▶ [Work to be completed]: A word-for-word copy of the entries, with images excluded, is the expected answer.

+++ Records for the exercise

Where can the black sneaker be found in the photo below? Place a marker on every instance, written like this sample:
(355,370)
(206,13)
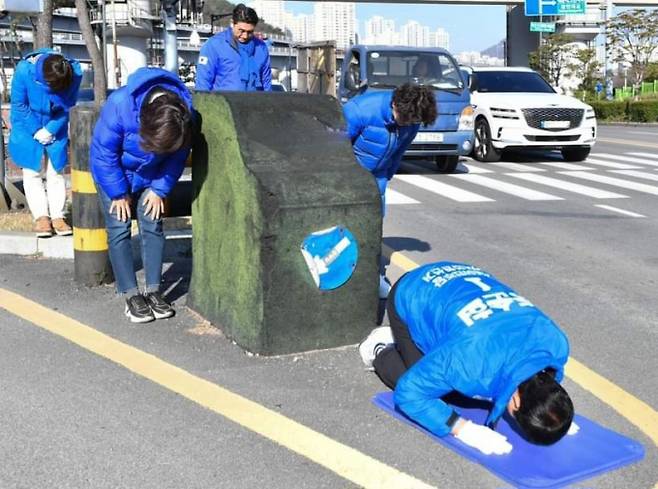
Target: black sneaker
(160,307)
(138,310)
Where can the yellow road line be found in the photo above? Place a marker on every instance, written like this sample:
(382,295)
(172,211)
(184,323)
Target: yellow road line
(628,142)
(345,461)
(634,410)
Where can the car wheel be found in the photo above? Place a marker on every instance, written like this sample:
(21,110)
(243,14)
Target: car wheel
(447,164)
(575,154)
(483,150)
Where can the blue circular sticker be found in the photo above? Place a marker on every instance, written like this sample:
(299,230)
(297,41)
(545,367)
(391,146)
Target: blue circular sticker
(331,256)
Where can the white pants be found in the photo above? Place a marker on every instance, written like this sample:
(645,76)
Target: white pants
(45,200)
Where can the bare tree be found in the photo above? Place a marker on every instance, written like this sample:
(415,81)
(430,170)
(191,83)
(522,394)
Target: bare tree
(585,67)
(633,38)
(552,57)
(44,26)
(100,77)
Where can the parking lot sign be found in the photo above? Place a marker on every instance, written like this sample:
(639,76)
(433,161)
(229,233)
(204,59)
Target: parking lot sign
(535,8)
(542,26)
(565,7)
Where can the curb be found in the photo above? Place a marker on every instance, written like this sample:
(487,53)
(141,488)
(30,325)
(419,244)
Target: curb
(628,124)
(61,247)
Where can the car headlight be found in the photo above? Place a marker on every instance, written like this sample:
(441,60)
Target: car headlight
(466,119)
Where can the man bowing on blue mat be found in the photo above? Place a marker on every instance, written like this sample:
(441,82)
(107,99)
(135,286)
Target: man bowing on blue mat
(454,327)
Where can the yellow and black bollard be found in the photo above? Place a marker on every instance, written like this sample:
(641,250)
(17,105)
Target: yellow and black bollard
(91,260)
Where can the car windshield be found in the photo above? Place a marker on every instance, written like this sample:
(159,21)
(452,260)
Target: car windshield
(512,81)
(394,68)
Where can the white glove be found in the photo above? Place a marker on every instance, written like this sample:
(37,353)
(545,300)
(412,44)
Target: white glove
(43,136)
(484,439)
(573,429)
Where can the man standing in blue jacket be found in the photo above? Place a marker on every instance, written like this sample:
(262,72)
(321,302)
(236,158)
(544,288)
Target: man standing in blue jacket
(381,126)
(138,151)
(454,327)
(43,89)
(234,59)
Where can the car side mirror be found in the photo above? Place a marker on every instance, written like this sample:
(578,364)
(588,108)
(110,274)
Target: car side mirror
(473,82)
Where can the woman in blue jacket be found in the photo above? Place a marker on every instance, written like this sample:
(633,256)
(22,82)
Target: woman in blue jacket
(234,59)
(381,126)
(138,152)
(44,87)
(454,327)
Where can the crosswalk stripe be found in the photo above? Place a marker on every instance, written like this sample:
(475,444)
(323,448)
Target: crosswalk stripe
(638,174)
(621,211)
(630,159)
(443,189)
(566,166)
(396,198)
(609,164)
(517,167)
(507,188)
(474,169)
(645,155)
(617,182)
(568,186)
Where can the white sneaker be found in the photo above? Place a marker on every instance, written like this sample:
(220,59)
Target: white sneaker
(376,341)
(384,287)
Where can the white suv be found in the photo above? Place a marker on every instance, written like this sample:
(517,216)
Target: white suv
(515,108)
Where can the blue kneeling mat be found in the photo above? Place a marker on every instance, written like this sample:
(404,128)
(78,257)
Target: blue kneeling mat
(592,451)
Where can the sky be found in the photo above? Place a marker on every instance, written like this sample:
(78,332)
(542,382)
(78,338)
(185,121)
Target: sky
(471,28)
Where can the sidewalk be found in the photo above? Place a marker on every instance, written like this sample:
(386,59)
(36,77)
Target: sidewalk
(26,243)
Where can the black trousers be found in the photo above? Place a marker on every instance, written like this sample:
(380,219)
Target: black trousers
(395,360)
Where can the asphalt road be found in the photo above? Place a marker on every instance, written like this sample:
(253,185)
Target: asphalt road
(71,418)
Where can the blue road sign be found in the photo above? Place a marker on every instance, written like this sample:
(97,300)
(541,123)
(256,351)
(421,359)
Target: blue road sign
(534,8)
(548,7)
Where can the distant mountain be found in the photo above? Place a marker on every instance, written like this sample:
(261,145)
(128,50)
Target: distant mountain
(495,51)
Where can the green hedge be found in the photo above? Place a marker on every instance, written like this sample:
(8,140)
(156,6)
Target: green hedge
(643,111)
(626,110)
(615,110)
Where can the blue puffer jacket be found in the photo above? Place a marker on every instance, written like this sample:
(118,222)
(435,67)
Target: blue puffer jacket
(33,106)
(118,163)
(478,337)
(218,67)
(378,142)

++++++

▶ [Solved exercise]:
Where can the black sneaker be found in the photo below? Place a marker on every instance, written like this sample:
(355,370)
(206,13)
Target: black sneaker
(160,307)
(138,310)
Where can the yellow road line be found in the photo above? Place a marker on every instance, written like this sample:
(382,295)
(172,211)
(184,323)
Target: yellow road line
(628,142)
(345,461)
(634,410)
Where can the car wheel be found in the photo above? Place a marker on every instance, written like this sample:
(21,110)
(243,14)
Target: car wheel
(447,164)
(575,154)
(483,150)
Where can the blue circular sticker be found in the photo above? Place a marker on every instance, written like this sample:
(299,230)
(297,41)
(545,367)
(391,146)
Target: blue circular sticker
(331,256)
Where can the white pants be found in the photo above? Place a marker on every instance, written like this sample:
(645,76)
Target: white pants
(45,200)
Where can the bare tree be found in the photo above? Place a marker on every instance, written like this sample:
(415,81)
(430,170)
(191,83)
(522,394)
Target: bare tree
(585,67)
(633,38)
(552,57)
(44,26)
(100,77)
Where can the parking lot sign be found in the photo above? Place a marker on every instance, written like this sample:
(639,76)
(433,161)
(229,233)
(204,59)
Target: parking lot sign
(535,8)
(542,26)
(565,7)
Where can the curb be found in the photo above? Place a marker on every instance, written like this sample:
(487,53)
(141,488)
(30,325)
(419,244)
Target: curb
(628,124)
(61,247)
Where can the car headlight be found in the photo above? Place a marker on every instance, written like this sample:
(441,60)
Target: car headlight
(466,119)
Where can the man bowing on blue mat be found in the photo above? Place a marker on every instance, written like this sample:
(441,82)
(107,99)
(135,286)
Target: man bowing on blue mat
(454,327)
Where can the yellow and black bollard be found in the photo above? Place a marker on every instance, written like this sample:
(641,250)
(17,105)
Target: yellow and black bollard
(91,260)
Where can the car windshield be found in the photo above? Place a marker on every instance, written like this sample:
(159,21)
(452,260)
Target: car windshield
(512,81)
(394,68)
Where can the white glove be found in the photo above? Place a marker on every instance, written like this sample:
(37,353)
(545,300)
(412,44)
Target: white glove
(43,136)
(484,439)
(573,429)
Where can the man standing in blue jacket be found in the photo above? Place a marker on every instance, written like this sample:
(262,72)
(321,302)
(236,158)
(544,288)
Target: man standing in blue jacket
(381,126)
(138,151)
(454,327)
(43,89)
(234,59)
Where can the car side mirror be found in the photo above? Place a marker on every instance, written like this sample:
(578,364)
(588,108)
(110,274)
Target: car side mirror
(473,82)
Where can the woman in blue jacket be found in the photo above? Place a marker on every instance, written like this sample:
(633,256)
(22,82)
Target: woman in blue jacket
(234,59)
(381,126)
(138,152)
(44,87)
(454,327)
Where can the crosswalk stripe be found in the photo above? Place a marker on every instance, written like this sample:
(475,444)
(323,448)
Target: crosswalk stripe
(638,174)
(621,211)
(630,159)
(443,189)
(566,166)
(396,198)
(609,164)
(517,167)
(507,188)
(474,169)
(645,155)
(617,182)
(568,186)
Where can the white sneaker be found in the photo above? Place a marker on every instance, written like this sample:
(220,59)
Target: white sneaker
(376,341)
(384,287)
Where can the white suv be found in the photo above? Place a marker on every instance, written like this sample:
(517,216)
Target: white suv
(515,108)
Where can the blue kneeling mat be found in the photo above? Place a marker on every instance, written like this sample:
(404,128)
(78,257)
Target: blue kneeling mat
(592,451)
Where can the sky be found in the photo above? Place a marker on every instance, written like this sample:
(78,332)
(542,382)
(78,338)
(185,121)
Target: sky
(471,28)
Where can the sidewalk be found in the photo above? Place a marker on every instance, written like this sample:
(386,59)
(36,77)
Target: sidewalk
(26,243)
Where can the black trousers be found in the photo above? Place a marker on every instance, written like this sample:
(380,219)
Target: black trousers
(395,360)
Where can the asphalt road be found in the photo above? Place a marker on every instance, written like this sample:
(253,185)
Target: asphalt road
(71,418)
Where can the blue road sign be found in the photo above? Place a marker on every instance, written like this sample:
(97,300)
(541,123)
(256,351)
(421,359)
Target: blue road sign
(534,8)
(548,7)
Where can the distant mountain be found in the photo above? Place a marker on every instance, written like this sample:
(261,145)
(128,50)
Target: distant mountain
(495,51)
Where can the green hedge be found in the photo above? Place a marker on every instance, written like this sample:
(8,140)
(156,6)
Target: green hedge
(643,111)
(626,110)
(615,110)
Where can the blue puffer jacket be found in the photo above? Place a marker on every instance, written like this sample:
(118,222)
(435,67)
Target: blue puffer jacket
(33,106)
(118,163)
(478,337)
(218,67)
(378,142)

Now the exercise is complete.